Instrucciones =
- 1) Responde con base en el texto sobre los escritores latinoamericanos:
(a) ¿Dónde busca el lector frívolo y acomodaticio a los escritores que le narren aventuras?
(b) ¿Qué animales pueblan las junglas con que algún sector de la intelectualidad europea y norteamericana asocia a los escritores latinoamericanos?
(c) ¿Qué autor aparece como el más reciente en la lista de quienes supieron tender puentes?
- 2) Retoma el texto sobre los escritores latinoamericanos justo después de su última oración.

Bloque de texto =
<<<<
Desde Costa Rica, Rodrigo
Quesada Monge 1
La sencillez, la claridad, la transparencia, son virtudes que muy pocos escritores contemporáneos tienen. Y menos en América Latina. En América Central, pareciera que algunos se han saltado el "boom" de los años sesenta, razón por la cual han vuelto a escribir y retomar temas y problemas que recuerdan a Cortázar, Vargas Llosa, Fuentes y Márquez, en un momento en que el lector crítico y relativamente consciente demanda más desafío y sentido común. El otro lector, el frívolo y acomodaticio, busca en los supermercados y en los aeropuertos a escritores que le narren aventuras en las selvas de América Latina y Asia, que le cuenten historias de sexo donde no haya sexo y sobre brujos neocolonialistas que juegan críquet en los aires de academias imposibles. Este tipo de lector no quiere ser sacudido, solo quiere ser amodorrado.
Desgraciadamente, para algún sector de la intelectualidad europea y norteamericana, los escritores latinoamericanos siguen siendo escritores "exóticos" con quienes viene el caos y el baturrillo de las junglas repletas de jaguares y tucanes multicolores, como la batahola urbana de ciudad de México, para poner solo un ejemplo, donde todo es posible, sin perder el cardumen exótico que tanto atrae a los lectores de los países centrales, delirantes de nostalgia imperial y glorias colonialistas.
Son pocos los autores latinoamericanos que han tenido el talento para tender puentes entre los azares cálidos y perfumados de nuestras selvas y la sobriedad concupiscente de los círculos urbanos europeos y norteamericanos. Tal podría ser el caso de autores como José Martí, Pablo Neruda, Jorge Luis Borges, Octavio Paz, Mario Vargas Llosa y más recientemente Jorge Volpi, para quienes la universalidad nunca fue un asunto de acogotarse en una esquina ante lo desproporcionado de su imprecación.
>>>>
Datos =
<<<<
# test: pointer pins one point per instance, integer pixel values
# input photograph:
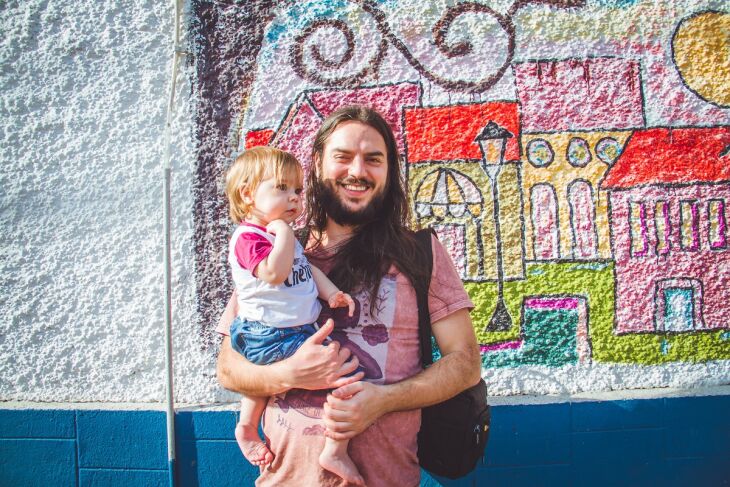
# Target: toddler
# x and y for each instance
(277, 287)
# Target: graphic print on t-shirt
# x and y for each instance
(301, 273)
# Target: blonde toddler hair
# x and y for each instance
(252, 167)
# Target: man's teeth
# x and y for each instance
(355, 187)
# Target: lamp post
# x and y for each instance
(492, 142)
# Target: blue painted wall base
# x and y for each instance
(667, 442)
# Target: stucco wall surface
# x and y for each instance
(83, 93)
(617, 160)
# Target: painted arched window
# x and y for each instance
(545, 235)
(582, 220)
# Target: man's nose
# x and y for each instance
(357, 167)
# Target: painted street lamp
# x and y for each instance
(492, 142)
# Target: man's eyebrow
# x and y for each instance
(346, 151)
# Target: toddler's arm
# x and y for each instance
(276, 266)
(329, 292)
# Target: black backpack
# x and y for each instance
(453, 433)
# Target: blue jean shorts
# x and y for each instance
(262, 344)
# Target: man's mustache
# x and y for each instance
(354, 180)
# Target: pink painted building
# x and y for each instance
(668, 205)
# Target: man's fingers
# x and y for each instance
(339, 436)
(343, 381)
(343, 352)
(348, 390)
(321, 335)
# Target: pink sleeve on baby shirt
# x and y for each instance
(251, 248)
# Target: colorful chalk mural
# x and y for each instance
(572, 155)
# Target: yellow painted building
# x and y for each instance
(570, 165)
>>>>
Respuestas por tarea =
- 1)
(a) En los supermercados y en los aeropuertos.
(b) Jaguares y tucanes multicolores.
(c) Jorge Volpi.

- 2)
Esa imprecación es la que nos hace el autor surafricano J. M. Coetzee (1947) galardonado con el Premio Nobel de Literatura 2003. Y hacemos la presentación de este autor con una mirada reflexiva desde América Latina, porque los temas y problemas que trabaja tienen esa mágica articulación que se establece entre lo exótico de su país, y la universalidad del enfoque, del estilo y de las exigencias estéticas que le ofrecen un mundo cada vez más cubierto por la siniestra y amenazante sombra de una total trivialidad para nuestras vidas cotidianas. Ese reinado de la banalidad es el que aún no hemos logrado destronar en nuestros países latinoamericanos después de la caída del presidente chileno Salvador Allende en 1973. De ahí en adelante la revolución se volvió algo tan banal que, en Centroamérica, algunos de nuestros escritores la convirtieron en un tema central de sus preocupaciones estéticas más entrañables. Pero no por banal, la revolución se volvió tema literario, es que la banalidad se tornó en un tema revolucionario. Y fue así como se terminó por banalizar a la revolución sandinista, según lo expresa el escritor nicaragüense Sergio Ramírez Mercado; se hizo lo mismo con la revolución salvadoreña y la guatemalteca también. Es lo que se nota, podríamos decir, en escritores de fuste regio y aspiraciones estilísticas envidiables como el guatemalteco Rodrigo Rey Rosa y su compatriota Arturo Arias, y de la salvadoreña Jacinta Escudos. En Costa Rica, entre tanto, ¿qué podríamos agregar?, el reino de la banalidad lo es todo, se desprende de forma viscosa y angustiante en las duras novelas de Carlos Cortés.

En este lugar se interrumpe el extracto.